* begin PAGE EXTRACT *

Monoids for Data Scientists

This is the beginning of a blog series in which I’m going to try to bridge two of my main programming interests, data science and strongly typed functional programming. If you’re reading this I assume you’ve perhaps heard some of the intimidating sounding concepts coming out of the functional programming communities, and hope to learn more about them. Some of the terms I’m hoping to cover include concepts like functor, monoid, and the ever popular monad. I’m going to try to explain these concepts with accessible examples using data structures that will be familiar to people who do data science. I’ll be using R for most of the examples with references to haskell where useful.

I’ve chosen to begin this adventure discussing monoids. I think monoids are an ideal starting point because they are relatively simple to describe and immediately point to best practices for designing reusable code. Monoids are also an appealing start point because they appear early in abstract math curricula, and are relatively foundational.

Monoids

Sets and functions form the building blocks of modern mathematics, and by extensions functional programming. If sets and functions are the building blocks, monoids are one of the simplest structures you can think to build out of them. You take one set, and a bunch of two argument functions following three rules and you have yourself a monoid. The technical definition of a monoid is a set together with an operation \(\oplus\). The operation needs to have the following properties (or satisfy the following “laws”).

The operation needs to take two elements of the underlying set and produce another element of the set.
The operation needs to be associative. This means if I have \(A \oplus B \oplus C\) it doesn’t matter if I do \(A \oplus B\) or \(B \oplus C\) first, so I can arbitrarily bracket monoidal operations.

* end PAGE EXTRACT *
* begin RECORDED INFORMATION *

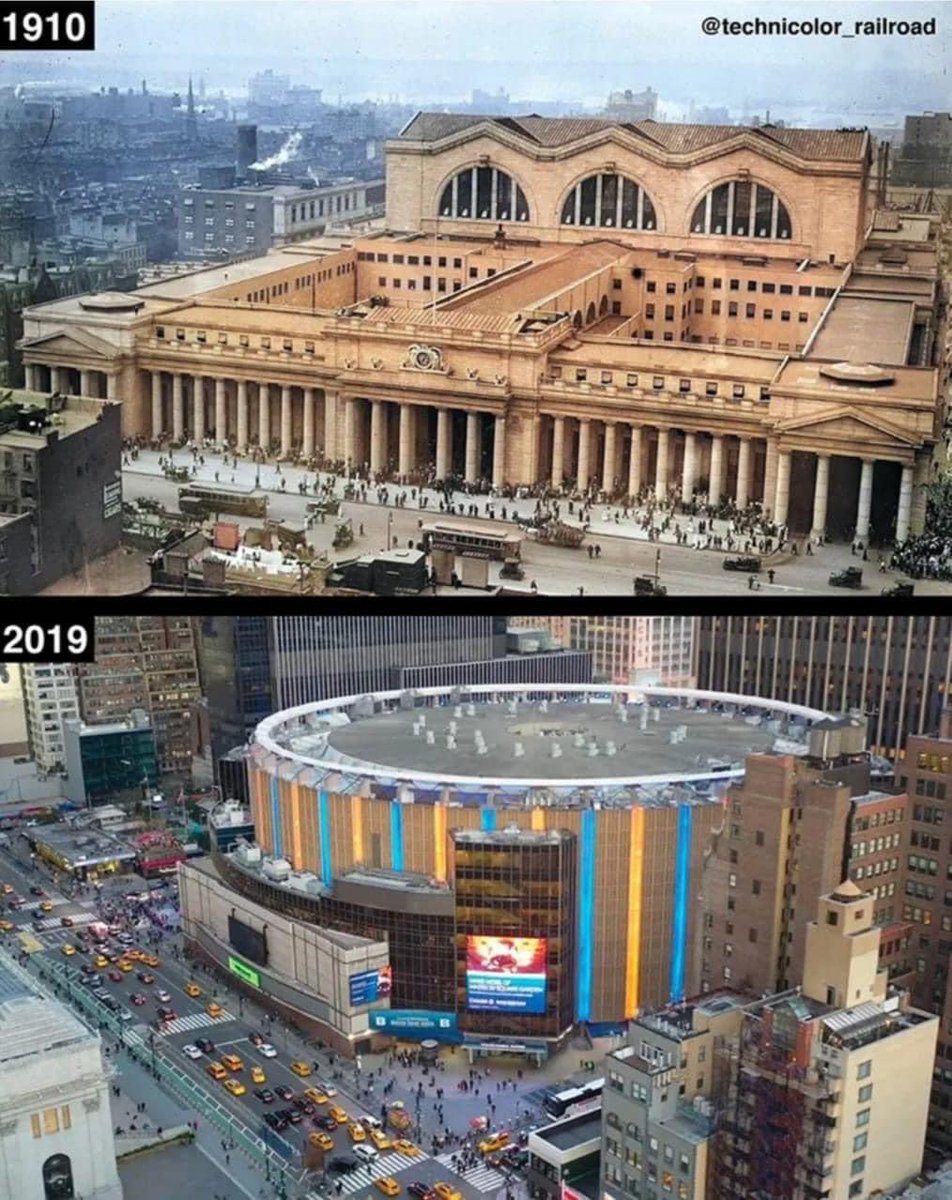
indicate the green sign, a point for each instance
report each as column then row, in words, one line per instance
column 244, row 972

* end RECORDED INFORMATION *
* begin RECORDED INFORMATION *

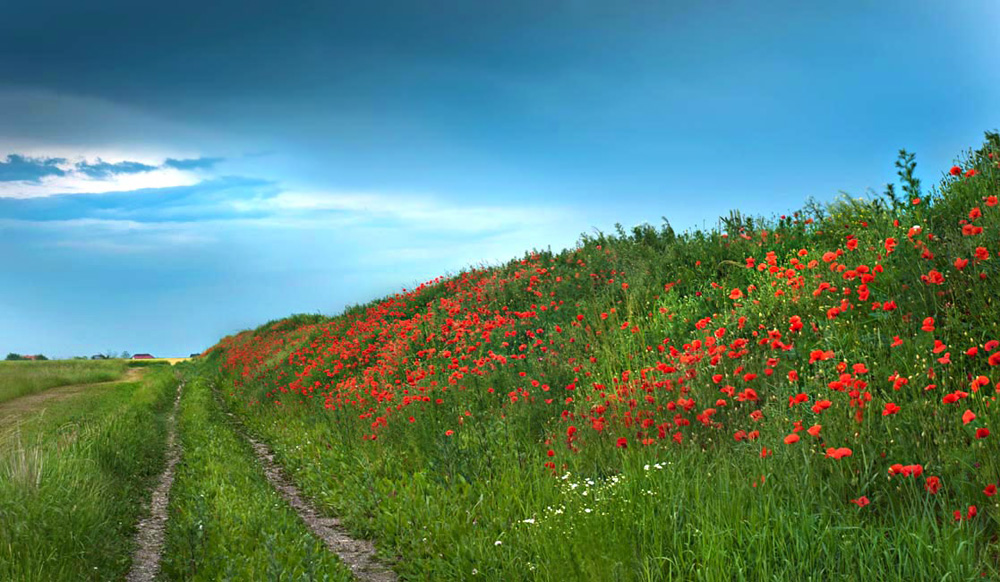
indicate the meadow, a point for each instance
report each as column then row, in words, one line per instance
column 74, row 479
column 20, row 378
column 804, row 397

* end RECORDED INFORMATION *

■ SET EXERCISE ■
Answer these questions about the blog post on monoids:
(a) Which two programming interests does the series aim to bridge?
(b) Which language will be used for most of the examples?
(c) According to the first listed property, what must the operation take and produce?

■ SOLUTION TO THIS EXERCISE ■
(a) Data science and strongly typed functional programming.
(b) R.
(c) It must take two elements of the underlying set and produce another element of that set.